» **PROBLEM SET**:
- 1) The review below says Shifting Loyalties documents Southerners' attitude towards certain things. List each of those things in the review's words.
- 2) For each statement, say whether it agrees with the review below. Answer yes or no and quote the words that decide it.
(a) The writer of the review is a fan of comprehensive histories.
(b) Shifting Loyalties is a microstudy that centers on two counties.
(c) When the Yankees left, collaborators were welcomed by their neighbors.
- 3) Reproduce the part of the review below that falls between "Judkin Browning’s, Shifting" and "out of town.", inclusive.

--- DOCUMENT SEGMENT ---

Saturday, January 23, 2016

Federal Occupation Breeds Resentment



I’m not a fan of comprehensive histories.  They’re usually too broad in scope, prone to the author’s biases and rarely provide insight into regional aspects that pertains to the subject at hand.  The War of Northern Aggression and occupation is a perfect example of how history can be politicized and distorted.  The American Civil War is probably the most bastardized epoch in our relatively short existence.


Judkin Browning’s, Shifting Loyalties is a welcomed example of a microstudy that focuses on two eastern counties – Carteret and Craven –  in North Carolina that fell under Union occupation for most of the war.  Sympathizers to the Southern cause fled, except those who couldn’t afford to, and pro-unionist who welcomed the Yankee invaders.


Shifting Loyalties documents Southerners’ attitude towards a foreign military occupation, an invasion of Yankee do-gooders and thousands of contraband slaves that sought sanctuary behind Union lines.  By the end of the war, even pro-unionist resented their Yankee masters’ superiority complex and their meddlesome social engineering and when the Yankees finally left, collaborators would be ostracized or run out of town.

--- EXTRACTED INFORMATION ---

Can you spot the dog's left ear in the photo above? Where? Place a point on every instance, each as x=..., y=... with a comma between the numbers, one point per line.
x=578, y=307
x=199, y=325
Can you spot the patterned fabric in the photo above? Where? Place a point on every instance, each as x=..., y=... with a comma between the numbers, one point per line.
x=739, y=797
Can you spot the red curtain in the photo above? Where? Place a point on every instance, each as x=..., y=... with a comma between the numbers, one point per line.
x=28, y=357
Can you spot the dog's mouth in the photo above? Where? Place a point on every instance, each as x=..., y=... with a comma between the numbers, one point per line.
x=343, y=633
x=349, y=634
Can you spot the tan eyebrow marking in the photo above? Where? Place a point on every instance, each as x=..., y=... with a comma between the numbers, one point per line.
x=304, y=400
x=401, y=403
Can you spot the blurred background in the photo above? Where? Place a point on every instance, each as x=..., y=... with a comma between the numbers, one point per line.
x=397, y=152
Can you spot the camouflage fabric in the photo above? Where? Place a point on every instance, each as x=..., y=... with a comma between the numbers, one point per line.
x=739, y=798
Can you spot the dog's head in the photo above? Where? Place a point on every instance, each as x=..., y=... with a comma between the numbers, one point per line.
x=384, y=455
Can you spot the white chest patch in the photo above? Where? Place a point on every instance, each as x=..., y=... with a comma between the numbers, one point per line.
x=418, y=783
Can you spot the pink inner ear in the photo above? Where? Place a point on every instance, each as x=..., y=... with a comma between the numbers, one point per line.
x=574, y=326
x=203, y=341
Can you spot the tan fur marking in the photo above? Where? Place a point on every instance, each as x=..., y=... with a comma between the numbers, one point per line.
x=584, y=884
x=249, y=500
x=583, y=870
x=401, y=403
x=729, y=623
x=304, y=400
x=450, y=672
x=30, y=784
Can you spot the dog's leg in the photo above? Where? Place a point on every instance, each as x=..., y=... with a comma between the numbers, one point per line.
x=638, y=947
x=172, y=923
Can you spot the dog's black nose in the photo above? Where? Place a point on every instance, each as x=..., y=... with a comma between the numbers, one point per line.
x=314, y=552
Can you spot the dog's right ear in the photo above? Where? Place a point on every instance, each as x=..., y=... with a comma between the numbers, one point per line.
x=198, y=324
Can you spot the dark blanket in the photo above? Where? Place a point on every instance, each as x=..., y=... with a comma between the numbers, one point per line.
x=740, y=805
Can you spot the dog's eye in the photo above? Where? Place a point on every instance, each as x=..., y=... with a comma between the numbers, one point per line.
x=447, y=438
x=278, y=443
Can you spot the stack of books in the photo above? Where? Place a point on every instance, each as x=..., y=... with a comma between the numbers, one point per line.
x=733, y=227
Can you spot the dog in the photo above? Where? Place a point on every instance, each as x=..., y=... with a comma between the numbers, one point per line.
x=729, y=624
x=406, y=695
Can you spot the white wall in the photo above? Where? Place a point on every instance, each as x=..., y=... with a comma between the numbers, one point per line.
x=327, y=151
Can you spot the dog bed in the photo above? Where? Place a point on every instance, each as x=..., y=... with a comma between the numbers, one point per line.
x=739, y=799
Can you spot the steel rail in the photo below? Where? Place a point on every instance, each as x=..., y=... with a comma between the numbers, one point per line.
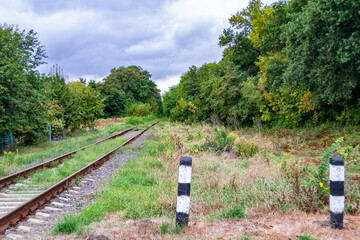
x=39, y=201
x=10, y=179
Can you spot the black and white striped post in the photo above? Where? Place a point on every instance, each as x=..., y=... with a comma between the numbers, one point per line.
x=337, y=198
x=183, y=200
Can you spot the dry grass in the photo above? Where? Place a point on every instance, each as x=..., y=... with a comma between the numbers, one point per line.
x=221, y=182
x=259, y=225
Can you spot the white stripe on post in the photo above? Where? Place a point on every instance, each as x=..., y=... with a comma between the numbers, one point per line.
x=183, y=200
x=337, y=198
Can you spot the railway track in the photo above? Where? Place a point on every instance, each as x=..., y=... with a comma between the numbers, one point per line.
x=12, y=178
x=29, y=198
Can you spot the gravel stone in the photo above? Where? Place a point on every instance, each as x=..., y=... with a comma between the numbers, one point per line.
x=85, y=193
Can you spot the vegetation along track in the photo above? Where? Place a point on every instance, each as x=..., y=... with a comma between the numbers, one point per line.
x=10, y=179
x=19, y=213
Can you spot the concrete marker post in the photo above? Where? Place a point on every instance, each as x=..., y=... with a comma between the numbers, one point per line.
x=183, y=199
x=337, y=198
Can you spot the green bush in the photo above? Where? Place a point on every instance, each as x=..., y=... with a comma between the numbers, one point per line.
x=139, y=109
x=244, y=149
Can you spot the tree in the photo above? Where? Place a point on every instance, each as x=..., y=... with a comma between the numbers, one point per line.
x=323, y=51
x=22, y=102
x=132, y=81
x=86, y=106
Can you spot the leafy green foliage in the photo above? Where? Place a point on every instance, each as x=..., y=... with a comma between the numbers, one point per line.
x=318, y=178
x=293, y=63
x=21, y=100
x=126, y=86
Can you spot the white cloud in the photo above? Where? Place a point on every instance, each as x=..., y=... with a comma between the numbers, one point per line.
x=168, y=82
x=87, y=38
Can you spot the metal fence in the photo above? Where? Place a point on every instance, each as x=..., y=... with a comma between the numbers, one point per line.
x=6, y=142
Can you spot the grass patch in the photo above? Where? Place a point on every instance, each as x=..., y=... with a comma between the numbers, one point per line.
x=307, y=236
x=225, y=183
x=78, y=161
x=134, y=192
x=46, y=150
x=168, y=228
x=234, y=213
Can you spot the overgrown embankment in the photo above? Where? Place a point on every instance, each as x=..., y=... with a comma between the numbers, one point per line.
x=237, y=178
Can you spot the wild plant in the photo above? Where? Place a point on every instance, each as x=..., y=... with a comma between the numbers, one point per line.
x=318, y=177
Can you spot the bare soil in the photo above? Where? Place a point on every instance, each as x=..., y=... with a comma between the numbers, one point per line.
x=281, y=226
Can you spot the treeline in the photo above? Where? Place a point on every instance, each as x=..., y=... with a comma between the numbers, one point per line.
x=291, y=64
x=30, y=102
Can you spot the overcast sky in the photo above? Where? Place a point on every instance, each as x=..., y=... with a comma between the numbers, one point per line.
x=87, y=38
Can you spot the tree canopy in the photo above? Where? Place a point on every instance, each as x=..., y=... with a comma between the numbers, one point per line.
x=292, y=63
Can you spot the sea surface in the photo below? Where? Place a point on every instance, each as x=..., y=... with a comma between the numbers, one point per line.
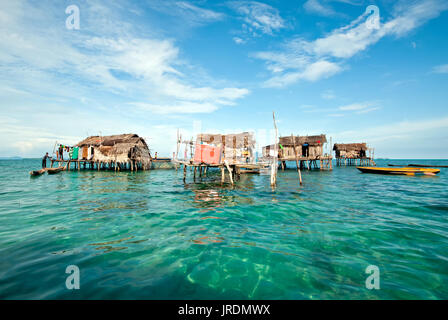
x=149, y=235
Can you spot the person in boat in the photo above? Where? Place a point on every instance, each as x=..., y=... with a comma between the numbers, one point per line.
x=61, y=152
x=44, y=160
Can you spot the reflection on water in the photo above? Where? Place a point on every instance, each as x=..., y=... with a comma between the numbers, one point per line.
x=150, y=235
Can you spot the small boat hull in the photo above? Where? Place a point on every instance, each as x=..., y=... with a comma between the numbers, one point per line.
x=400, y=171
x=37, y=173
x=55, y=170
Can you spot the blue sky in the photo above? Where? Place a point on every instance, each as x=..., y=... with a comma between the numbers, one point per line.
x=150, y=67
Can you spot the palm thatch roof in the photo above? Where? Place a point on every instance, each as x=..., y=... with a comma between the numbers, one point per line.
x=300, y=140
x=121, y=147
x=348, y=147
x=234, y=140
x=112, y=140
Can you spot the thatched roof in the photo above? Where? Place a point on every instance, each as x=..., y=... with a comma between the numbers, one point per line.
x=234, y=140
x=350, y=147
x=300, y=140
x=113, y=140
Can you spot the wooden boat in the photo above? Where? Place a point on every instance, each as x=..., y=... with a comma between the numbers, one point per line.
x=55, y=170
x=401, y=171
x=36, y=173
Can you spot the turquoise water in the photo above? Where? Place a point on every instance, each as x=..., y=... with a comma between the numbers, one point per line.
x=148, y=235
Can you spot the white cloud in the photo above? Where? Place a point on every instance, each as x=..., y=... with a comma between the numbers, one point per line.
x=238, y=40
x=329, y=52
x=315, y=6
x=360, y=108
x=200, y=12
x=328, y=95
x=182, y=107
x=259, y=16
x=440, y=69
x=110, y=76
x=313, y=72
x=354, y=107
x=118, y=63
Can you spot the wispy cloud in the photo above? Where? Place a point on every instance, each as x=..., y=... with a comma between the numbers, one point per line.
x=200, y=13
x=111, y=75
x=118, y=63
x=328, y=53
x=315, y=6
x=187, y=12
x=360, y=108
x=328, y=95
x=440, y=69
x=258, y=17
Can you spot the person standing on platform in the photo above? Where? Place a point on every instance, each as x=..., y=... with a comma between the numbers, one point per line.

---

» **RESULTS OF THE EXERCISE**:
- 1)
- a foreign military occupation
- an invasion of Yankee do-gooders
- thousands of contraband slaves that sought sanctuary behind Union lines

- 2)
(a) No: "I’m not a fan of comprehensive histories."
(b) Yes: "a microstudy that focuses on two eastern counties"
(c) No: "collaborators would be ostracized or run out of town"

- 3)
Judkin Browning’s, Shifting Loyalties is a welcomed example of a microstudy that focuses on two eastern counties – Carteret and Craven –  in North Carolina that fell under Union occupation for most of the war.  Sympathizers to the Southern cause fled, except those who couldn’t afford to, and pro-unionist who welcomed the Yankee invaders.


Shifting Loyalties documents Southerners’ attitude towards a foreign military occupation, an invasion of Yankee do-gooders and thousands of contraband slaves that sought sanctuary behind Union lines.  By the end of the war, even pro-unionist resented their Yankee masters’ superiority complex and their meddlesome social engineering and when the Yankees finally left, collaborators would be ostracized or run out of town.